◆ **Given instruction**
Repeat the material below exactly, line for line.

+++ Dataset records

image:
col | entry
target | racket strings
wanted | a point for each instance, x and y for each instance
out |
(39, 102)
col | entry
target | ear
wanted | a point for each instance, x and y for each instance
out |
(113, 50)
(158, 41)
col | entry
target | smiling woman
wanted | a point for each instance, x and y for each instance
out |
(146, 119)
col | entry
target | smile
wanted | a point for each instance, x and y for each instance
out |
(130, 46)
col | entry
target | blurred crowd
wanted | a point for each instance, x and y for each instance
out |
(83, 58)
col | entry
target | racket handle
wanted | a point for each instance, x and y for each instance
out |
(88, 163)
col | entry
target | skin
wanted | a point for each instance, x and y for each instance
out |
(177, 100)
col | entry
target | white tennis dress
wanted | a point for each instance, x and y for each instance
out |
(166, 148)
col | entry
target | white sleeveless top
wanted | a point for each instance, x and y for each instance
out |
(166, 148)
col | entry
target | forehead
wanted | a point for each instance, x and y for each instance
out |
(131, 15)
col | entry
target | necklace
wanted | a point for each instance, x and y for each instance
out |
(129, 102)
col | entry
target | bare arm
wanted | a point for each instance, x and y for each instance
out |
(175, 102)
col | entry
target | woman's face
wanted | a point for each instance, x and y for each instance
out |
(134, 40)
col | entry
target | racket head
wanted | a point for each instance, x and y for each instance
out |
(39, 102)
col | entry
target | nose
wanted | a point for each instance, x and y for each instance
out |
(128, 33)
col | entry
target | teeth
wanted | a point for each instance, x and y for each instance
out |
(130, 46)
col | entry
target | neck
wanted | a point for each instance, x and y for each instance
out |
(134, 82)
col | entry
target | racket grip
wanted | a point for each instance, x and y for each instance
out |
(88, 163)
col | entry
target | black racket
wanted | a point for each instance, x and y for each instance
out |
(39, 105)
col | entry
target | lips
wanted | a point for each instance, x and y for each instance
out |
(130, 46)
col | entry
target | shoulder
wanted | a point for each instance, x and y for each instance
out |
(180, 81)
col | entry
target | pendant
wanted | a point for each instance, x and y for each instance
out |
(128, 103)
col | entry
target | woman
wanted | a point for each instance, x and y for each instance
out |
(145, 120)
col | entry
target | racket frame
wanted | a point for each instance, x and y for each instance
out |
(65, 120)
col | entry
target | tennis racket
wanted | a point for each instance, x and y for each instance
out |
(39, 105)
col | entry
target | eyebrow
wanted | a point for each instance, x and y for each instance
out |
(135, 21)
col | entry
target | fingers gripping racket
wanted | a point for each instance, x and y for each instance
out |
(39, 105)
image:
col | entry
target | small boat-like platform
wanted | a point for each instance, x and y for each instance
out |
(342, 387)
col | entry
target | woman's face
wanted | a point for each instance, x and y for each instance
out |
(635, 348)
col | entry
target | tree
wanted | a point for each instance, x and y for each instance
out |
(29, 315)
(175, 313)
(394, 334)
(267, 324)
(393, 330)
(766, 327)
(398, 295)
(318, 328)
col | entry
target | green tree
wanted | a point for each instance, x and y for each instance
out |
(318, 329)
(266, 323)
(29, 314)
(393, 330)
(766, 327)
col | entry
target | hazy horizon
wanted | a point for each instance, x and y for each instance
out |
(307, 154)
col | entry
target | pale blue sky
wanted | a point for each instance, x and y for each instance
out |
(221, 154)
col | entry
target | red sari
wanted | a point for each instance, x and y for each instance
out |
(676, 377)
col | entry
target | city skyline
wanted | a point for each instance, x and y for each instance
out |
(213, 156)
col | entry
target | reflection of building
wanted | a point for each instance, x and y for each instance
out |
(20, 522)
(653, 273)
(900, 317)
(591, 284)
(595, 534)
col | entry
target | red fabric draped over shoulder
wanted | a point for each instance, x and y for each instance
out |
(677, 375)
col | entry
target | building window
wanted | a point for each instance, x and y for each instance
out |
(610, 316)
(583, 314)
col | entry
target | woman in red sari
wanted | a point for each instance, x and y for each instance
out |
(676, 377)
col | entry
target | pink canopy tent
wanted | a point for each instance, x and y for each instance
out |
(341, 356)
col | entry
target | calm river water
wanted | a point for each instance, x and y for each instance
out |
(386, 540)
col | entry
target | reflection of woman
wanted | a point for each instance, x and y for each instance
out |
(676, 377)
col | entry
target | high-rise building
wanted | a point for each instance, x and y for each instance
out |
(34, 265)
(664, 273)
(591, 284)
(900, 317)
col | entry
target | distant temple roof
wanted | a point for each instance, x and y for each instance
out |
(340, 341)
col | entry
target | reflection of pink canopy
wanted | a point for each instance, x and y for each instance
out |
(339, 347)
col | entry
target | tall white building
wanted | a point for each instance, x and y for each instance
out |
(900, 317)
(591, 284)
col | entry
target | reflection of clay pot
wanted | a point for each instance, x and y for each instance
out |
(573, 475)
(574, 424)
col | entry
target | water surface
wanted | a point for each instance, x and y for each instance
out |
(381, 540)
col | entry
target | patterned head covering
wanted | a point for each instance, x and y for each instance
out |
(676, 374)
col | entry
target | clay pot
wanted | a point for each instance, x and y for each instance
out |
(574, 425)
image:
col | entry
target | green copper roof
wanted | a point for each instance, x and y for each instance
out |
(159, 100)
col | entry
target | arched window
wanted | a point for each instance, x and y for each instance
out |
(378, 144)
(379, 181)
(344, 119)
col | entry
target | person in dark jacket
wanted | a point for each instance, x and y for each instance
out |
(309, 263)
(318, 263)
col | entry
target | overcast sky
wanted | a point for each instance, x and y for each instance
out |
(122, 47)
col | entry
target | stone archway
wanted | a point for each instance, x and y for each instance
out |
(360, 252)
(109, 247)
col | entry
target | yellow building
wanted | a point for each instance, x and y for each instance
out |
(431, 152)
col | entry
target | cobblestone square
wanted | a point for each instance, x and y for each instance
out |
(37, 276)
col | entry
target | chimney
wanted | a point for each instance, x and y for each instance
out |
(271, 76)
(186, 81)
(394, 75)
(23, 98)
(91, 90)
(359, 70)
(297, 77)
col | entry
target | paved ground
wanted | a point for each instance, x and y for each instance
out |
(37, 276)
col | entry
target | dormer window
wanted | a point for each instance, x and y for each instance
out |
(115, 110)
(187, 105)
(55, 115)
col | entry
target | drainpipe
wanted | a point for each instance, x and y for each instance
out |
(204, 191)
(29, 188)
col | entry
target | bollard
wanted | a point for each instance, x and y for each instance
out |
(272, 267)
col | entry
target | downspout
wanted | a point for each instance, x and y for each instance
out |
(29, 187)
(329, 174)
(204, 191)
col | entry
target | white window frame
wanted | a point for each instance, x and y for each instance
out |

++++++

◆ **Output of the exercise**
image:
col | entry
target | racket strings
wanted | a point for each instance, x and y for each instance
out |
(39, 102)
col | entry
target | ear
wanted | a point for each instance, x and y for each instance
out |
(113, 50)
(158, 41)
col | entry
target | smiling woman
wanted | a point for each instance, x and y for each instance
out |
(146, 119)
col | entry
target | smile
wanted | a point for each instance, x and y for each instance
out |
(130, 46)
col | entry
target | blurred crowd
wanted | a point for each instance, x and y for each instance
out |
(83, 58)
col | entry
target | racket handle
wanted | a point for each instance, x and y for each instance
out |
(88, 163)
col | entry
target | skin
wanted | a point for each instance, x and y for each instance
out |
(177, 100)
col | entry
target | white tennis dress
wanted | a point for each instance, x and y for each instance
out |
(166, 148)
col | entry
target | white sleeveless top
wanted | a point for each instance, x and y for each instance
out |
(166, 148)
col | entry
target | forehead
wanted | a point for each instance, x and y for each instance
out |
(131, 15)
col | entry
target | necklace
wanted | a point for each instance, x and y for each instance
out |
(129, 102)
col | entry
target | bare arm
wanted | a point for each instance, x and y for each instance
out |
(175, 102)
col | entry
target | woman's face
wanted | a point for each instance, x and y for each instance
out |
(134, 40)
col | entry
target | racket head
wanted | a point for each instance, x and y for each instance
out |
(39, 102)
col | entry
target | nose
wanted | a point for each instance, x and y for each instance
out |
(128, 33)
col | entry
target | teeth
wanted | a point for each instance, x and y for each instance
out |
(130, 46)
col | entry
target | neck
wanted | a point for each instance, x and y for each instance
out |
(134, 82)
col | entry
target | racket grip
wanted | a point for each instance, x and y for each instance
out |
(88, 163)
col | entry
target | black racket
wanted | a point for each instance, x and y for each instance
out |
(39, 105)
col | entry
target | lips
wanted | a point for each instance, x and y for each instance
out |
(130, 46)
col | entry
target | shoulder
wanted | a point for each instance, x and y for each instance
out |
(180, 81)
col | entry
target | pendant
wanted | a point for each instance, x and y for each instance
out |
(128, 103)
col | entry
target | woman
wanted | a point for each instance, x and y for each instance
out |
(145, 120)
col | entry
target | racket frame
wanted | a point for each instance, x and y for each instance
out |
(65, 120)
col | entry
target | tennis racket
wanted | a point for each instance, x and y for each instance
out |
(39, 105)
col | entry
target | eyebrow
wanted | a point for each instance, x and y for each instance
out |
(135, 21)
col | entry
target | fingers gripping racket
wanted | a point for each instance, x and y for each instance
out |
(39, 105)
image:
col | entry
target | small boat-like platform
wanted | a point for each instance, x and y for each instance
out |
(342, 387)
col | entry
target | woman's face
wanted | a point for each instance, x and y for each instance
out |
(635, 348)
col | entry
target | tree
wanted | a point for each instance, x and y for each instance
out |
(29, 315)
(175, 313)
(394, 334)
(267, 324)
(393, 330)
(766, 327)
(398, 295)
(318, 328)
col | entry
target | green tree
wanted | a point for each instance, x and y for each instance
out |
(318, 329)
(266, 323)
(29, 314)
(393, 330)
(766, 327)
col | entry
target | hazy horizon
wanted | a point for each instance, x and y for each instance
out |
(307, 154)
col | entry
target | pale blue sky
wanted | a point for each instance, x and y for each instance
out |
(221, 154)
col | entry
target | red sari
wanted | a point for each instance, x and y for each instance
out |
(676, 377)
col | entry
target | city skyline
wanted | a point for each instance, x and y for each instance
out |
(213, 156)
col | entry
target | reflection of building
wanted | a point for each instance, x and y for each instance
out |
(20, 522)
(653, 273)
(900, 317)
(591, 284)
(595, 534)
col | entry
target | red fabric draped over shoulder
wanted | a point for each instance, x and y for each instance
out |
(677, 375)
col | entry
target | building window
wanted | a point for each instance, x and y for each instance
out |
(610, 316)
(583, 314)
col | entry
target | woman in red sari
wanted | a point for each instance, x and y for each instance
out |
(676, 377)
col | entry
target | pink canopy tent
wanted | a point for each instance, x and y for each instance
out |
(341, 356)
col | entry
target | calm river water
wanted | a point for each instance, x and y for each instance
out |
(386, 540)
col | entry
target | reflection of woman
wanted | a point for each instance, x and y for each instance
out |
(676, 377)
col | entry
target | high-rise building
wanted | a point for each instance, x and y for each instance
out |
(34, 265)
(664, 273)
(591, 284)
(900, 317)
col | entry
target | distant temple roof
wanted | a point for each instance, x and y for each instance
out |
(340, 341)
col | entry
target | reflection of pink canopy
wanted | a point for each instance, x and y for each instance
out |
(339, 347)
col | entry
target | tall white building
wanted | a point for each instance, x and y for each instance
out |
(900, 317)
(591, 284)
col | entry
target | reflection of clay pot
wanted | a point for each instance, x and y for each instance
out |
(573, 475)
(574, 424)
col | entry
target | water surface
wanted | a point for each instance, x and y for each instance
out |
(381, 540)
col | entry
target | patterned head covering
wanted | a point for each instance, x and y for each instance
out |
(676, 374)
col | entry
target | clay pot
wanted | a point for each instance, x and y for each instance
out |
(574, 425)
image:
col | entry
target | green copper roof
wanted | a point for each instance, x and y for each instance
out |
(159, 100)
col | entry
target | arched window
wanted | a point for each instance, x and y for each instance
out |
(378, 144)
(379, 181)
(344, 119)
col | entry
target | person in dark jacket
wanted | a point for each instance, x and y for each instance
out |
(309, 263)
(318, 263)
col | entry
target | overcast sky
wanted | a point for each instance, x and y for each instance
out |
(122, 47)
col | entry
target | stone archway
wanted | a point for each instance, x and y for each instance
out |
(360, 252)
(109, 247)
col | entry
target | yellow building
wanted | a point for each instance, x and y for each instance
out |
(431, 152)
col | entry
target | cobblestone square
wanted | a point for each instance, x and y for each instance
out |
(37, 276)
col | entry
target | chimney
wanted | a point for each instance, x and y for each instance
out |
(271, 76)
(186, 81)
(394, 75)
(23, 98)
(91, 90)
(359, 70)
(297, 77)
col | entry
target | paved ground
wanted | a point for each instance, x and y for each instance
out |
(37, 276)
col | entry
target | dormer window
wanted | a point for each instance, x and y for each instance
out |
(115, 110)
(187, 105)
(55, 115)
col | entry
target | drainpipe
wanted | a point for each instance, x and y for each instance
out |
(204, 191)
(29, 188)
col | entry
target | bollard
wanted | a point for each instance, x and y for each instance
out |
(272, 267)
col | entry
target | downspout
wanted | a point for each instance, x and y for each instance
out |
(29, 187)
(329, 174)
(204, 191)
col | entry
target | white window frame
wanted | a point for each instance, x and y for each instance
out |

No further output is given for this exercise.